[所给短文]:
++++++
芝大教授何川获得Wolf科学大奖
芝大教授何川荣获以色列的Wolf科学大奖。与拉斯卡奖相似,这是诺贝尔奖的几个前期标志性风向奖之一。他们除了授予化学、物理和数学外,也嘉奖艺术与建筑领域。
以色列Wolf奖有时也授予没有获得诺贝尔奖的著名科学家,陈省身和吴健雄都获得过。因为犹太人聚集在诺贝尔奖获得者里面,他们拥有诺贝尔奖的提名权,所以何川得此奖的预示意义更大。
人类的同卵双胞胎都可能长相与性格不同,即使他们拥有完全相同的遗传物质,所以基因是怎么表达的也同样重要,这就是Epigenetics, 所谓表观遗传学。
我们知道的遗传信息的传递是从DNA到RNA再到蛋白质,著名科学家巴尔的摩因为发现逆转录酶揭示信息也可以从RNA到DNA。我强调这个的原因是,何川也发现了这种生命的逆行过程,为正或负的互动,很有中国的哲理。
DNA和RNA被甲基化是很早就被人们所知的现象,也有实验证据表明甲基化的程度与位置可能与基因表达相关。何川的重大贡献是认为RNA的甲基化与去甲基化是一个动态的过程,他的实验室以发现第一个移除甲基或去甲基化的酶而全球闻名。他给我们提供了一个崭新的思路,那就是这个加或减甲基的动态平衡决定了基因的表达与调控,所以这是一个根本性的发现。
++++++
[所给数据]:
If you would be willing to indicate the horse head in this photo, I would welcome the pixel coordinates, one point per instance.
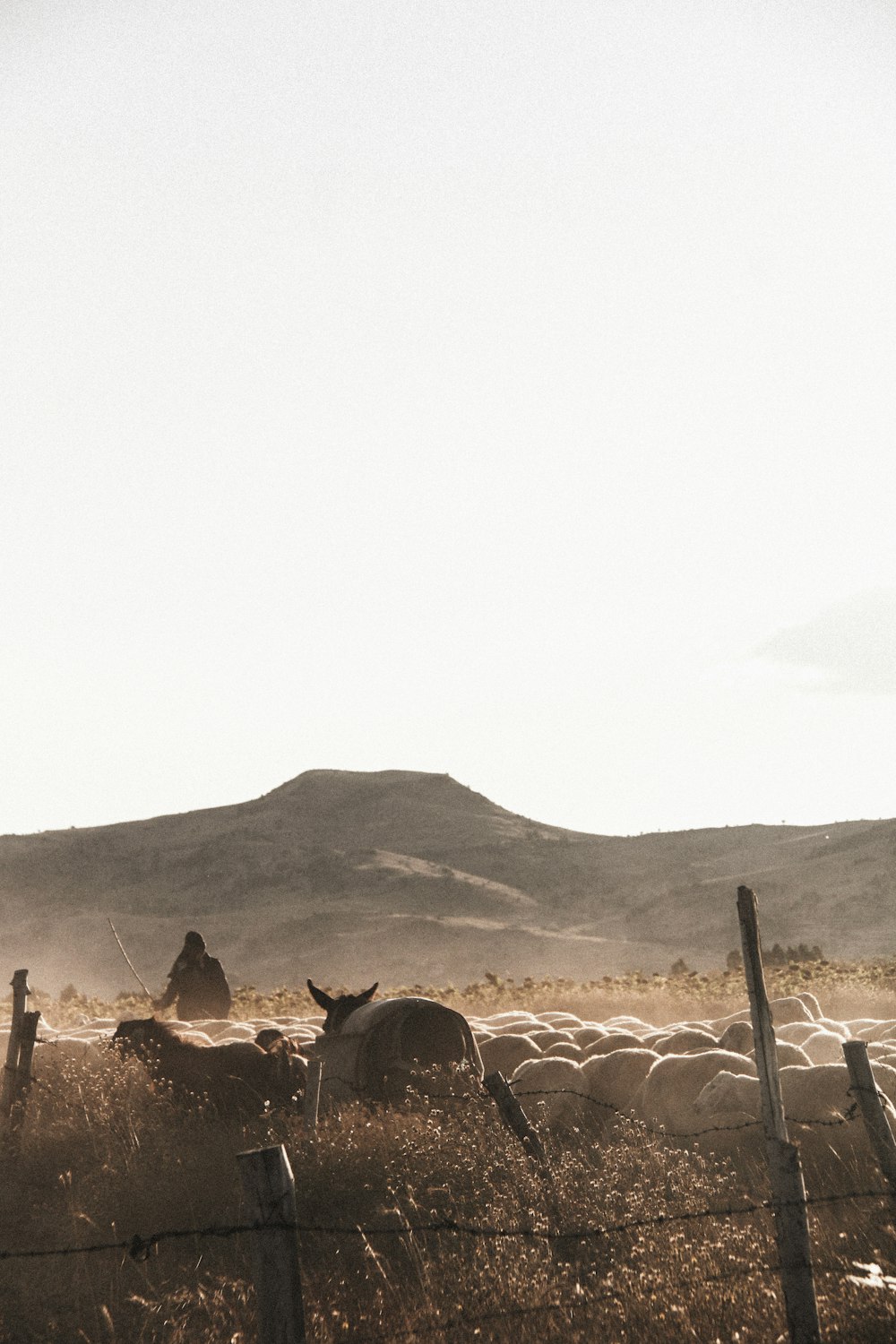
(338, 1010)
++++++
[练习]: 请照抄何川获奖那篇短文中的一段原文,从“芝大教授何川获得Wolf科学大奖”这几个字开始,抄到“tics, 所谓表观遗传学。”为止。

[你的回答]:
芝大教授何川获得Wolf科学大奖
芝大教授何川荣获以色列的Wolf科学大奖。与拉斯卡奖相似,这是诺贝尔奖的几个前期标志性风向奖之一。他们除了授予化学、物理和数学外,也嘉奖艺术与建筑领域。
以色列Wolf奖有时也授予没有获得诺贝尔奖的著名科学家,陈省身和吴健雄都获得过。因为犹太人聚集在诺贝尔奖获得者里面,他们拥有诺贝尔奖的提名权,所以何川得此奖的预示意义更大。
人类的同卵双胞胎都可能长相与性格不同,即使他们拥有完全相同的遗传物质,所以基因是怎么表达的也同样重要,这就是Epigenetics, 所谓表观遗传学。